LISTED RECORDS:

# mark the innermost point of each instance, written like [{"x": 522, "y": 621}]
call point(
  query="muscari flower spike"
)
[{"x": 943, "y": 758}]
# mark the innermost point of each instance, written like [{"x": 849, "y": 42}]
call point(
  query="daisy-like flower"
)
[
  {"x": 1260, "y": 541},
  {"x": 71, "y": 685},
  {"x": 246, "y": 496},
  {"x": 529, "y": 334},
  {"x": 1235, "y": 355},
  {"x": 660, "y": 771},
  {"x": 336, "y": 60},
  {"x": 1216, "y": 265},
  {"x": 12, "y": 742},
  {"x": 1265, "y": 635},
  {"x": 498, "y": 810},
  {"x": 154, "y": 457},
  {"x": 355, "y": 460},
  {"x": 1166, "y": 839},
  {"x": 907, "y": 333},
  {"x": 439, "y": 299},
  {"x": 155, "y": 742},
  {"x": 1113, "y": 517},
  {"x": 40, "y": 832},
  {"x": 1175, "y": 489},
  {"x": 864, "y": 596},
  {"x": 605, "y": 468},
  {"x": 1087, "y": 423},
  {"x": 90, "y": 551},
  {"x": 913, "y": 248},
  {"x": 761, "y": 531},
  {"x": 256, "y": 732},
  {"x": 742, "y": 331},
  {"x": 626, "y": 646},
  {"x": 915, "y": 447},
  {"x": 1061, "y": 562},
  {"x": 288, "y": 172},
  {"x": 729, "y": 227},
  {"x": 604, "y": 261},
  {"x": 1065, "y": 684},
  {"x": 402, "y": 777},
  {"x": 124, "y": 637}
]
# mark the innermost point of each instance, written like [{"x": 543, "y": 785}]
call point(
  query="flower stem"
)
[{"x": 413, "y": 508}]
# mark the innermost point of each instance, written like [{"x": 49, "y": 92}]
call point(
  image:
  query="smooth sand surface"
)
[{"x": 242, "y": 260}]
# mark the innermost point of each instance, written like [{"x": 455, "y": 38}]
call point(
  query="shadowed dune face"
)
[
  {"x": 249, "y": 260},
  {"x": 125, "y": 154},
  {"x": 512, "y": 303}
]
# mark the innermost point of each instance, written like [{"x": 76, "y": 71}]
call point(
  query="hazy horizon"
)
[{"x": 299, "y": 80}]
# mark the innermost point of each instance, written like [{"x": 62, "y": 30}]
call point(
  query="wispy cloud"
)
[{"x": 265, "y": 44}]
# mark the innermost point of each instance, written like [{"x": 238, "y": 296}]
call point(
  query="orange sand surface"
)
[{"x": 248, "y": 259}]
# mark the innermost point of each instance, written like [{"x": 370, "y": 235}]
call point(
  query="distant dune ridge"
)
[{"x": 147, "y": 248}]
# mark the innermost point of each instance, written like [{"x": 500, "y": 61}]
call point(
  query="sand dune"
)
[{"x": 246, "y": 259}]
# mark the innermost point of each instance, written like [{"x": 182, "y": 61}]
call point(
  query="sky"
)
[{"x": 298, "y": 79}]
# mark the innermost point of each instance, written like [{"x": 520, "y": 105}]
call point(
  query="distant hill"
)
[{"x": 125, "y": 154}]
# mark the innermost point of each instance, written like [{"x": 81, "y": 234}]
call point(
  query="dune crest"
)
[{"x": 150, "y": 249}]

TASK REQUIREMENTS: Write the listing out again, exactly as it reads.

WRITTEN ANSWER:
# mark the innermost point of each instance, written like [{"x": 522, "y": 621}]
call point(
  query="muscari flower spike"
)
[{"x": 943, "y": 758}]
# mark the innermost point of each instance, written like [{"x": 849, "y": 42}]
call point(
  query="daisy-like flower"
)
[
  {"x": 1260, "y": 541},
  {"x": 71, "y": 685},
  {"x": 246, "y": 496},
  {"x": 529, "y": 334},
  {"x": 1235, "y": 355},
  {"x": 660, "y": 771},
  {"x": 336, "y": 60},
  {"x": 1216, "y": 265},
  {"x": 12, "y": 742},
  {"x": 1265, "y": 635},
  {"x": 498, "y": 810},
  {"x": 154, "y": 457},
  {"x": 355, "y": 460},
  {"x": 1166, "y": 839},
  {"x": 907, "y": 333},
  {"x": 439, "y": 299},
  {"x": 155, "y": 742},
  {"x": 1113, "y": 517},
  {"x": 40, "y": 832},
  {"x": 1175, "y": 489},
  {"x": 864, "y": 596},
  {"x": 605, "y": 468},
  {"x": 1087, "y": 423},
  {"x": 90, "y": 551},
  {"x": 913, "y": 248},
  {"x": 761, "y": 531},
  {"x": 256, "y": 732},
  {"x": 742, "y": 331},
  {"x": 626, "y": 646},
  {"x": 915, "y": 447},
  {"x": 1061, "y": 562},
  {"x": 288, "y": 172},
  {"x": 729, "y": 227},
  {"x": 604, "y": 261},
  {"x": 1065, "y": 684},
  {"x": 402, "y": 777},
  {"x": 124, "y": 637}
]
# mark the innermost point of each instance, written like [{"x": 543, "y": 785}]
call point(
  query="flower stem"
)
[{"x": 413, "y": 508}]
# mark the innermost point of each instance, written like [{"x": 49, "y": 92}]
call point(
  image:
  query="smooth sand surface"
)
[{"x": 242, "y": 260}]
# mark the innermost point of each instance, written like [{"x": 455, "y": 38}]
call point(
  query="shadowed dune face"
)
[
  {"x": 249, "y": 260},
  {"x": 125, "y": 154},
  {"x": 512, "y": 303}
]
# mark the innermost point of each instance, written like [{"x": 76, "y": 71}]
call point(
  query="hazy horizon"
)
[{"x": 299, "y": 80}]
# mark the innermost point of each instance, written like [{"x": 62, "y": 30}]
call point(
  query="wispy cloud"
)
[{"x": 265, "y": 44}]
# mark the innermost point of each instance, written like [{"x": 238, "y": 296}]
call point(
  query="orange sand surface"
)
[{"x": 248, "y": 259}]
# mark the innermost point of each instance, written like [{"x": 370, "y": 235}]
call point(
  query="distant dune ridge"
)
[{"x": 147, "y": 248}]
# mark the innermost point of each instance, written like [{"x": 500, "y": 61}]
call point(
  query="sand dune"
)
[{"x": 246, "y": 259}]
# mark the innermost point of each instance, written like [{"x": 182, "y": 61}]
call point(
  query="sky"
)
[{"x": 298, "y": 79}]
# mark the innermost point of each instance, written like [{"x": 520, "y": 105}]
call point(
  query="distant hill"
)
[{"x": 125, "y": 154}]
# mark the innermost point of each instance, written like [{"x": 81, "y": 234}]
call point(
  query="dune crest"
)
[{"x": 150, "y": 249}]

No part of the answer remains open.